=== Document extract ===

“I’d put my money on the sun and on solar energy. What a source of power! I hope we don’t have to wait ‘til oil and coal run out before we tackle that”, wrote Thomas Edison at the turn of the 20th Century.
Well, this homily applies to Seychelles because the country’s energy bill is so large that the Government has to borrow money to buy oil. The oil bill has put a strain on the country’s finances. In fact, Seychelles probably consumes more fossil fuel per capita than any other Small Island Developing State.
Therefore a move to more sustainable energy systems would not only be good for the environment but for the economy as it would reduce the large foreign currency outlays. At the moment except for some limited photo voltaic electricity generation on some small islands the energy needs of this country are met though imported oil.
If we take a look at Mauritius we see an energy picture that is worth examining in more detail. Mauritius has adopted the “Sustainable Island” slogan to pursue a path to renewable energy. Currently, 20% of Mauritius' electricity is generated from renewable biomass systems.

=== Stored data ===
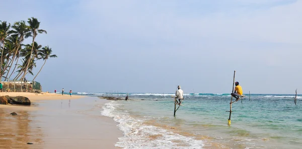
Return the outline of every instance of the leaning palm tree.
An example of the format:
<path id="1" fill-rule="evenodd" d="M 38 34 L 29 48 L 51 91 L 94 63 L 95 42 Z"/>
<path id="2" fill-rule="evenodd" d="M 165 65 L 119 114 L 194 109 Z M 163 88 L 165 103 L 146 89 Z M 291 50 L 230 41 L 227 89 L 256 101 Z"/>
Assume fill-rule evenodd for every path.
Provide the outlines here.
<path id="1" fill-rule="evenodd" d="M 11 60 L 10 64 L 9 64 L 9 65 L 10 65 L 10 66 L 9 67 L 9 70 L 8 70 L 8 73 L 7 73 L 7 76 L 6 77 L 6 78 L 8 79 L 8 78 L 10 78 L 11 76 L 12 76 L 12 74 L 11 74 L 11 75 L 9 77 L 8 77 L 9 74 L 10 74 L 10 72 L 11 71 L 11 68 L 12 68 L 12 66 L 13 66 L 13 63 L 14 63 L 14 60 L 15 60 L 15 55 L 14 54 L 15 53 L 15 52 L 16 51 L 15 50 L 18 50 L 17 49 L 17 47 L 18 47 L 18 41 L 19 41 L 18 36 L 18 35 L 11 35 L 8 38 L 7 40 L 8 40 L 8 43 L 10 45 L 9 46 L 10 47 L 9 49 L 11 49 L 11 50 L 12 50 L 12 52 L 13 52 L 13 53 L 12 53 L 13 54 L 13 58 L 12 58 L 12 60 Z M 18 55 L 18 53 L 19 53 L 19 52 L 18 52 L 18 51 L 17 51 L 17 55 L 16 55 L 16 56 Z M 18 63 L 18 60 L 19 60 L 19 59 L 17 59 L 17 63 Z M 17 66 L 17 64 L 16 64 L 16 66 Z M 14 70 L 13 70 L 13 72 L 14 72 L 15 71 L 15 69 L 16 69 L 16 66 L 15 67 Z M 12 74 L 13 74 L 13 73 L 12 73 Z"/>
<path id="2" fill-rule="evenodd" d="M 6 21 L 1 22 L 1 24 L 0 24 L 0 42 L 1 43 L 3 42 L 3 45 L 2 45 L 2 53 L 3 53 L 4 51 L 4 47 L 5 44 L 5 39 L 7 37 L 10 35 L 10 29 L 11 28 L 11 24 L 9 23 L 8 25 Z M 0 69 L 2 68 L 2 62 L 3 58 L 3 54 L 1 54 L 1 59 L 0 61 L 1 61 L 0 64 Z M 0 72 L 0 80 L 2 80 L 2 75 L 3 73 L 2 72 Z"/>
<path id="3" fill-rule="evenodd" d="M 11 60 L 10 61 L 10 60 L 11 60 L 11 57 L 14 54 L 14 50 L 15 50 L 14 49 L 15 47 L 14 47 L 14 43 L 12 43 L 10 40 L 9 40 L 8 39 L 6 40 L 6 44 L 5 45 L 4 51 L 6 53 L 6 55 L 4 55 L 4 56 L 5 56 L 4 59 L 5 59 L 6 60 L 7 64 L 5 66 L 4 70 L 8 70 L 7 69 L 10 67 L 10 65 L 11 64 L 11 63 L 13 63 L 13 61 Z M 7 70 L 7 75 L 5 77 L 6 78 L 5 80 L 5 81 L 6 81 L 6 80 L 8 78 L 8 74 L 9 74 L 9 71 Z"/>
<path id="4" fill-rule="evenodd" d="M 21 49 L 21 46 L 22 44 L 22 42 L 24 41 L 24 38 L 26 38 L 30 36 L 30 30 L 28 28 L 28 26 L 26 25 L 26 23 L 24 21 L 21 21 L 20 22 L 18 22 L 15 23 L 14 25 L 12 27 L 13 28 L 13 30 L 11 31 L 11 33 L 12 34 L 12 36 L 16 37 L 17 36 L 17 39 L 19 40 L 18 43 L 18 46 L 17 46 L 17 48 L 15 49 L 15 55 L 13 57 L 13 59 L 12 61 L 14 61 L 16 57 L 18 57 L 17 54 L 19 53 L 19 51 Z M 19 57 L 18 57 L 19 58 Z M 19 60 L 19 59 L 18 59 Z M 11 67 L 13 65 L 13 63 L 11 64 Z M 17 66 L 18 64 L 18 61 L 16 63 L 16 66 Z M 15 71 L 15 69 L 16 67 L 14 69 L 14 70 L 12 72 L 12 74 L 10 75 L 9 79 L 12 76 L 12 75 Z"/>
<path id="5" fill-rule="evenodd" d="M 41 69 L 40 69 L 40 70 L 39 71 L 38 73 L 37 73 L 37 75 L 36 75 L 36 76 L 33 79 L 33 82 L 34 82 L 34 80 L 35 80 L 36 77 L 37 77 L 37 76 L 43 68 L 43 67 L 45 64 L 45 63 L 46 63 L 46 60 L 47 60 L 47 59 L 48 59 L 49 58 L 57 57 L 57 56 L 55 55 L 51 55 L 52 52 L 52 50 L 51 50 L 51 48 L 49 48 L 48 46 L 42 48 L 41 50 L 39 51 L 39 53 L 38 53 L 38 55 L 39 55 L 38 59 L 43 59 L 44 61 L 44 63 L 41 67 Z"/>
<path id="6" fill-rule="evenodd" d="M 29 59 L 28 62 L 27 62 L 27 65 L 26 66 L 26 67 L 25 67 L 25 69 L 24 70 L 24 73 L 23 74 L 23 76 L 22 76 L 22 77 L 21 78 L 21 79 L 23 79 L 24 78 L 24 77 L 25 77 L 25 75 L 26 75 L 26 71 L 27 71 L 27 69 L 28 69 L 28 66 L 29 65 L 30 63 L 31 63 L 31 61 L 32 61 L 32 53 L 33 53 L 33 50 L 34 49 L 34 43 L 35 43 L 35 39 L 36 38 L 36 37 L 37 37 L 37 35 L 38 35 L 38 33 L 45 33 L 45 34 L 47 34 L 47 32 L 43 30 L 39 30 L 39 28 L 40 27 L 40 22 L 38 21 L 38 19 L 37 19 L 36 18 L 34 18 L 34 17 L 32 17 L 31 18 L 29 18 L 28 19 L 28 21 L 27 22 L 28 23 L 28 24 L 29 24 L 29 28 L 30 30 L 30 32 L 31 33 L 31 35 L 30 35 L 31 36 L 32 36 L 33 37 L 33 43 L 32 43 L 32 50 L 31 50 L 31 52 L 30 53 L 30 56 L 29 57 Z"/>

...

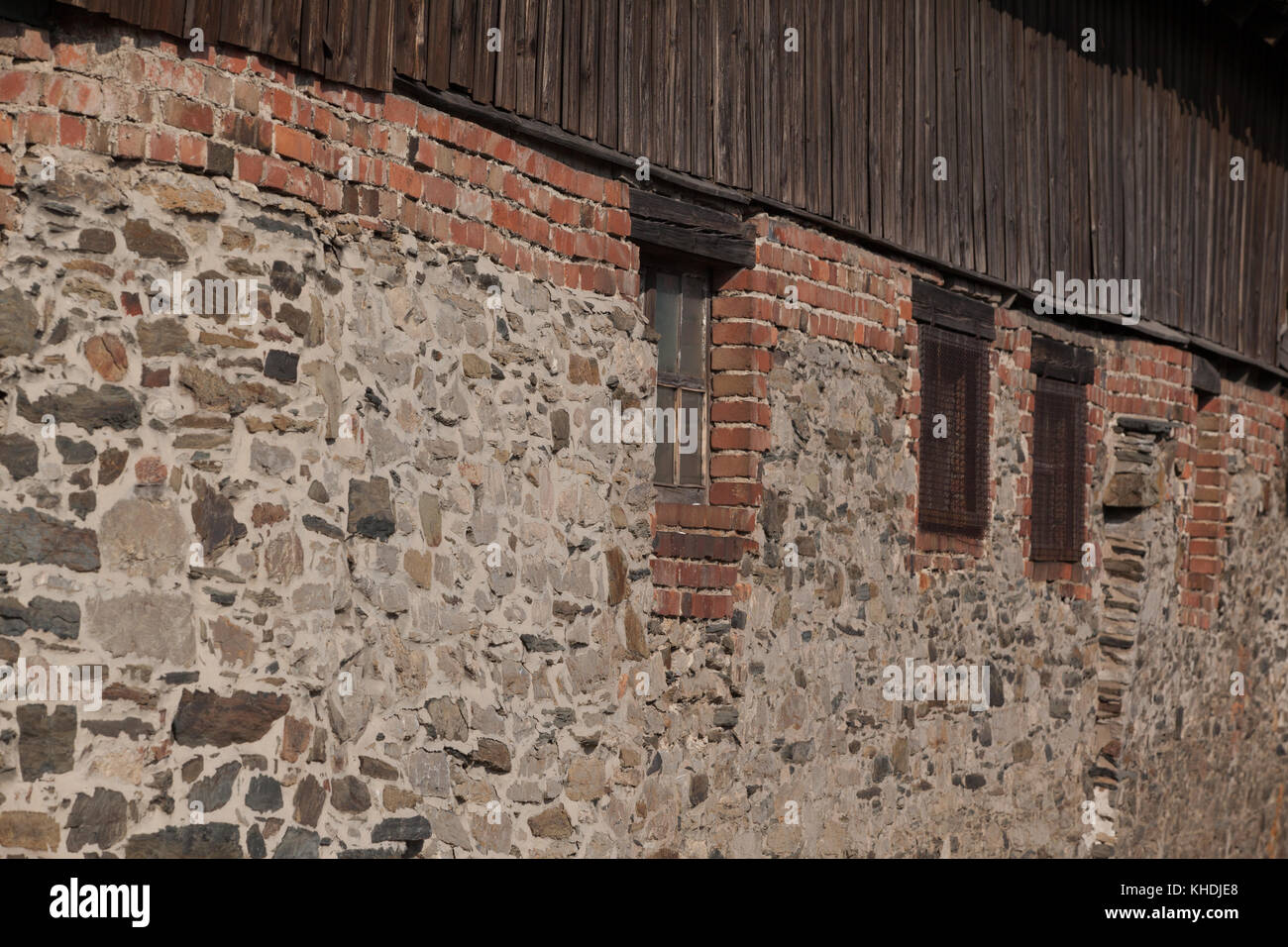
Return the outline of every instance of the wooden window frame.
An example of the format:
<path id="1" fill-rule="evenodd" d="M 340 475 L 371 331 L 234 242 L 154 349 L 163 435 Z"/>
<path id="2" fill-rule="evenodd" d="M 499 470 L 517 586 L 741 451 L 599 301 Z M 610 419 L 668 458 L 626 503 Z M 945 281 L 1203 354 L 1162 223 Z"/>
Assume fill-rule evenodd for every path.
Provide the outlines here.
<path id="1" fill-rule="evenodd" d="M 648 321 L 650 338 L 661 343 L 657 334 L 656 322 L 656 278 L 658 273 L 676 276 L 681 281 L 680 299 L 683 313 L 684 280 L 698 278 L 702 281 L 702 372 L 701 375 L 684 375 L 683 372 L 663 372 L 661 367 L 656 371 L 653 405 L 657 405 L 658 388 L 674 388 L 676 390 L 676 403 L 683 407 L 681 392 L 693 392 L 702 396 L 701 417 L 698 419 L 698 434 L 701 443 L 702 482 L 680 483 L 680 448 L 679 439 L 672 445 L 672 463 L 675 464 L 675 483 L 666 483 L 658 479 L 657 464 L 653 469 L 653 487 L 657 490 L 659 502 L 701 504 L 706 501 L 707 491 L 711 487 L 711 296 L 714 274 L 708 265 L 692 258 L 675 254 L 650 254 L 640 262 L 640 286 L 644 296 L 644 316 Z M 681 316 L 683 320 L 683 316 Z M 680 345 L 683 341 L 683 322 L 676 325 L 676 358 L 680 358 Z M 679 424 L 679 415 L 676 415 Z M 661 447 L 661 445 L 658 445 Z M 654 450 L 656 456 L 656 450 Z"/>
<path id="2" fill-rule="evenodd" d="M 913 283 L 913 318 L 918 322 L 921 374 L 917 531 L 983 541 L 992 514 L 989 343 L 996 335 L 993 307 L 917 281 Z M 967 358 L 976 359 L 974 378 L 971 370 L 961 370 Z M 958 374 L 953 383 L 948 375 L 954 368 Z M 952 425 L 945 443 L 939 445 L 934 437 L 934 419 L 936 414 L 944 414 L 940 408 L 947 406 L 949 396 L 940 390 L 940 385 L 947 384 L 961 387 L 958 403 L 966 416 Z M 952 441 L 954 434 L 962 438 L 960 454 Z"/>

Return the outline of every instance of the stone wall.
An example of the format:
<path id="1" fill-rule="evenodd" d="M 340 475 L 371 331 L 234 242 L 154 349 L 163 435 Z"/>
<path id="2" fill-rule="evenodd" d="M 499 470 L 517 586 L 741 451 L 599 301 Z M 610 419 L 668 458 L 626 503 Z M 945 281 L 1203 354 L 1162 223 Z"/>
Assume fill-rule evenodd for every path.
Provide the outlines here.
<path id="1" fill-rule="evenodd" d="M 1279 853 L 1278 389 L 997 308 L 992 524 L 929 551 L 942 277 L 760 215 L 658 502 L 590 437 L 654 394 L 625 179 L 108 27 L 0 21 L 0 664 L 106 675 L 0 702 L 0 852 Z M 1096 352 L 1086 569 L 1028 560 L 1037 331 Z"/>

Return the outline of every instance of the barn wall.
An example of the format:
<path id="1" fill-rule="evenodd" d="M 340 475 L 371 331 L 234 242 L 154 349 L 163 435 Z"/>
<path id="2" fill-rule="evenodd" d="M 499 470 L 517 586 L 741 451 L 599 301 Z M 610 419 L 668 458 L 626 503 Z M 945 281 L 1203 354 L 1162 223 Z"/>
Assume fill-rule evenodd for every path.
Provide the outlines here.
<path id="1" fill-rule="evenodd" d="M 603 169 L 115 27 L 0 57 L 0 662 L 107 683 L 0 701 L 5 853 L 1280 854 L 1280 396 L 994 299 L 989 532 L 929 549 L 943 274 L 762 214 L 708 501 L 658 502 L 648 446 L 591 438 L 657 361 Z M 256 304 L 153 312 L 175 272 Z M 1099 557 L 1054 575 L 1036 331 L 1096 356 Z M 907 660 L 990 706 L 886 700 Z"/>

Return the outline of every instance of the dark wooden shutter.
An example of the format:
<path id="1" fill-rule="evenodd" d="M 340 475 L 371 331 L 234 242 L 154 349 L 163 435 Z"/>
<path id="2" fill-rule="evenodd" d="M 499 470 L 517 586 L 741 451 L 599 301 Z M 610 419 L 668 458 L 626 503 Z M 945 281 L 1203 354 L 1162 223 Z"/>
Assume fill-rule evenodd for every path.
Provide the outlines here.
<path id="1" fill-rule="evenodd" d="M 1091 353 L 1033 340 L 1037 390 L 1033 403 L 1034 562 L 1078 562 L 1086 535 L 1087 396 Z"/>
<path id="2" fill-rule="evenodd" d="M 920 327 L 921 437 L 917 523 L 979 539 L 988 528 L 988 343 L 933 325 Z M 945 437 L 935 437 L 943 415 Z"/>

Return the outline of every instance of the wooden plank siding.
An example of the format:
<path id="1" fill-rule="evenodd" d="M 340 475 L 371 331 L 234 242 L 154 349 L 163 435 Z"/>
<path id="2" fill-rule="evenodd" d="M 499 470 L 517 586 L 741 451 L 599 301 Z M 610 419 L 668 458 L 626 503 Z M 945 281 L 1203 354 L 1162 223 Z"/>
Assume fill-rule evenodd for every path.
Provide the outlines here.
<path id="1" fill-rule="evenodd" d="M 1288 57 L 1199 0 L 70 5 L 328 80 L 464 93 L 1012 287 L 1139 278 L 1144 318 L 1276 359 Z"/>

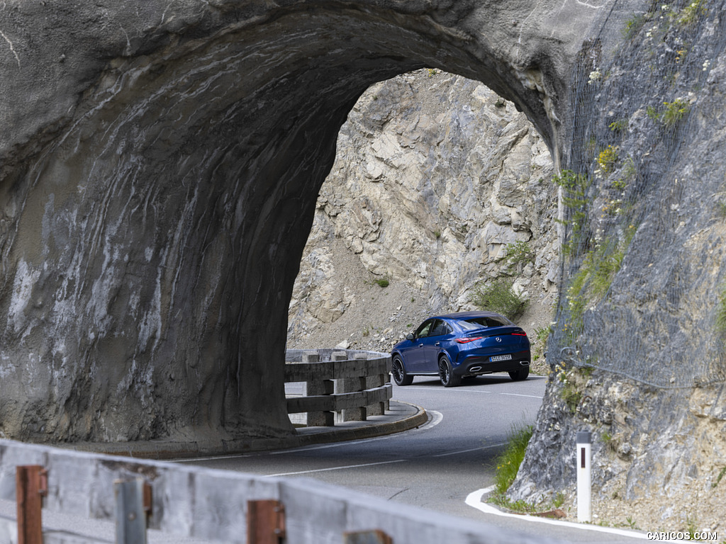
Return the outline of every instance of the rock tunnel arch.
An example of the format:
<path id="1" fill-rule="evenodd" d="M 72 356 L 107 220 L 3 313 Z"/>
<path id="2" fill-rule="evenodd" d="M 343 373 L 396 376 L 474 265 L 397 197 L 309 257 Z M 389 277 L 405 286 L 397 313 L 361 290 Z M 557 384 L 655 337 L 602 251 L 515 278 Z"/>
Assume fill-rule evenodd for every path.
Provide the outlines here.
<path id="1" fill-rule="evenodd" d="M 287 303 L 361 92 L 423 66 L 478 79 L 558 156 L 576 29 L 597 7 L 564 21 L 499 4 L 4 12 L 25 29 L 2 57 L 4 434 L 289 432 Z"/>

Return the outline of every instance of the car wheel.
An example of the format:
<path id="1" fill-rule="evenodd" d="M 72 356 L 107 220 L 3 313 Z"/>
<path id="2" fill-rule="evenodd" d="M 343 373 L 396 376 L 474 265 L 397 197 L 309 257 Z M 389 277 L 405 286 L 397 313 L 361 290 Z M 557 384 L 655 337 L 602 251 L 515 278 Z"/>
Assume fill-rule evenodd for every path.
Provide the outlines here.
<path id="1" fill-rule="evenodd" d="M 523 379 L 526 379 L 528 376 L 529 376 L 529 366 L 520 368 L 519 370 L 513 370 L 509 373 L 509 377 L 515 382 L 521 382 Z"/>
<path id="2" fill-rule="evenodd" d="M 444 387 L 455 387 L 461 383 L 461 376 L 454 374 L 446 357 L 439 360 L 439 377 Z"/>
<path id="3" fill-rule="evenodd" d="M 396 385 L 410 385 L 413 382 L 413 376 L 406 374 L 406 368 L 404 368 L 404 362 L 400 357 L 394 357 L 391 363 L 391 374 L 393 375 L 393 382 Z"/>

---

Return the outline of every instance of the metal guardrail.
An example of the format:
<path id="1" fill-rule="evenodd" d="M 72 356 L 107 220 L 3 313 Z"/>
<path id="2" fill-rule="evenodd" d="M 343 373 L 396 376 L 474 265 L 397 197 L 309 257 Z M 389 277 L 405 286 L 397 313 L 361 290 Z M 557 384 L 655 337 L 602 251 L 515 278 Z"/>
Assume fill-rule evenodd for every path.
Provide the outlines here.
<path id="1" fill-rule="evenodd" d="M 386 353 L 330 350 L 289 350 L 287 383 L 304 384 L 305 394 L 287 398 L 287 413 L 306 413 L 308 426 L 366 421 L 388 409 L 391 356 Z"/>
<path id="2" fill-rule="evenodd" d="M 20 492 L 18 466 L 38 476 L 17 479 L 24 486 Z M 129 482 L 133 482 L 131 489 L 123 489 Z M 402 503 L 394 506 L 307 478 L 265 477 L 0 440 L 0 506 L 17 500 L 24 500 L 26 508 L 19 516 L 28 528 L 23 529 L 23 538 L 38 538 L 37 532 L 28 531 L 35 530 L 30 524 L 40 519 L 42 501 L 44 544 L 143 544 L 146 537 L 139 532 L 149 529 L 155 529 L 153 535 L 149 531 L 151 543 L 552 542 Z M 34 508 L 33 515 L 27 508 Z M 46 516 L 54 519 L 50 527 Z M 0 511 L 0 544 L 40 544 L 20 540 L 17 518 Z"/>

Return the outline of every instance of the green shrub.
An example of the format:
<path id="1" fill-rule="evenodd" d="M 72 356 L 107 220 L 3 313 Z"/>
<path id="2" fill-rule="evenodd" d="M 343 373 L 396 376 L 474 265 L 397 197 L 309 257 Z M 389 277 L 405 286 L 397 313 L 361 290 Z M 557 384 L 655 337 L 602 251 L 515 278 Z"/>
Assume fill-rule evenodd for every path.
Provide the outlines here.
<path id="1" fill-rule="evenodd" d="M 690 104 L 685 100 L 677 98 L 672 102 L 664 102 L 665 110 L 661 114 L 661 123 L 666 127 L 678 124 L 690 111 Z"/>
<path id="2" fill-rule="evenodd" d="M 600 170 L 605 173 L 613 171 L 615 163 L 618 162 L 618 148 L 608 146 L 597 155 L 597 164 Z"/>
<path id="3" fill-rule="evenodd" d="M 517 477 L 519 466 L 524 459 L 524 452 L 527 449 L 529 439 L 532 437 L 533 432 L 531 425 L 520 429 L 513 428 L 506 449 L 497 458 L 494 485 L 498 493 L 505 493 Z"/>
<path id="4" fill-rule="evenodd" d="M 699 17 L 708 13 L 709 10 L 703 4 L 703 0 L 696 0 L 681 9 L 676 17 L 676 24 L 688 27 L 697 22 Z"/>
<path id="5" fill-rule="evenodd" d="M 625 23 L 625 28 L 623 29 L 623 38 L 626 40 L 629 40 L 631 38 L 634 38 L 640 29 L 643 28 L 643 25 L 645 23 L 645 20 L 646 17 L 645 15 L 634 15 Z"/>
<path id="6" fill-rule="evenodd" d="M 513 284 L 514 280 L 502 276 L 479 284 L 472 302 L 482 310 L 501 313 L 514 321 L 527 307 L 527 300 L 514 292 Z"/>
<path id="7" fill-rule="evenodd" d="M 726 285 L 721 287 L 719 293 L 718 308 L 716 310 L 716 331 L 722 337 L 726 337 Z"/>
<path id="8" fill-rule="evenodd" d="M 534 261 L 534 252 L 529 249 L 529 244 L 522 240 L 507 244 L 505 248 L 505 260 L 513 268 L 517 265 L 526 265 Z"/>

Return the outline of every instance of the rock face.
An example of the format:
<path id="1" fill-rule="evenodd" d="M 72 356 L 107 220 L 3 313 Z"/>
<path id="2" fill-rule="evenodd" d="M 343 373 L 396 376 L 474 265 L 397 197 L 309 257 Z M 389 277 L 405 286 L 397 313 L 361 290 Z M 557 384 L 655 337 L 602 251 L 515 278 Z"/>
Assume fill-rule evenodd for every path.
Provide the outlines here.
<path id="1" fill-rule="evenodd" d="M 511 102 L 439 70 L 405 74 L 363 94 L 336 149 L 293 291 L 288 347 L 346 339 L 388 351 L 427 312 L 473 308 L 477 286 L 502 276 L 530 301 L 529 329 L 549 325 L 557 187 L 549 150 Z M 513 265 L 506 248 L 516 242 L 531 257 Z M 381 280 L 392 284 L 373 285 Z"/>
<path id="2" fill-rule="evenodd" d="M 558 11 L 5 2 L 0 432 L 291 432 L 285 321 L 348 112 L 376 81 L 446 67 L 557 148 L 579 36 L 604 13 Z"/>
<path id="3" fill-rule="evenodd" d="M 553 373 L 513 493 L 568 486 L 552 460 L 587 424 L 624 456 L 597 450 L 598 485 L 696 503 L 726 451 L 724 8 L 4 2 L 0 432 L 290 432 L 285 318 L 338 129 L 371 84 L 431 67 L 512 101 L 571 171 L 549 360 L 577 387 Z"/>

=== Exercise tasks ===
1/ Decide whether each statement below agrees with the text on energy in Seychelles and Mauritius above. Answer yes or no for (a), (b) and (c), and quote the exact words of the text that decide each one.
(a) The Seychelles Government borrows money to buy oil.
(b) Half of Mauritius' electricity comes from renewable biomass systems.
(c) Mauritius has adopted a slogan to pursue a path to renewable energy.
2/ Pick up the text on energy in Seychelles and Mauritius from its last sentence and continue it.

=== Written answers ===
1/
(a) Yes: "the Government has to borrow money to buy oil"
(b) No: "Currently, 20% of Mauritius' electricity is generated from renewable biomass systems."
(c) Yes: "Mauritius has adopted the “Sustainable Island” slogan to pursue a path to renewable energy."

2/
In recent years thousands of Mauritians have obtained loans at a preferential interest rate from the Development Bank of Mauritius to purchase solar water heaters. Small photo voltaic solar panels to power sodium lamps at night are a common sight in many public gardens, parks and car park areas.
Innovations like a new project to build a tidal power station to generate electricity from the sea are going ahead. A UNDP and Agence Française de Développement project is underway to provide technical assistance to install a wind turbine as a pilot for developing a larger wind farm, to develop energy audits and to use solar thermal energy in large institutions such as hospitals.
Mauritius plans to produce 40% of its electricity from renewable sources within the next 10 years. And it seems it will meet this target. As a major route to energy savings, it also introduced Daylight Savings Time (DST) in 26th October on a trial basis. Simulations suggest that the country would use 15 megawatts less of energy through DST.
Yes, Mauritius is fortunate in having sugar cane waste or bagasse since this is a vital component of the government’s national target for renewable energy. But its other energy strategies may be relevant to Seychelles. Whatever the case may be, it is imperative that we adopt a renewable energy policy and national targets and move to implementation of renewable energy programs across the board to meet these targets.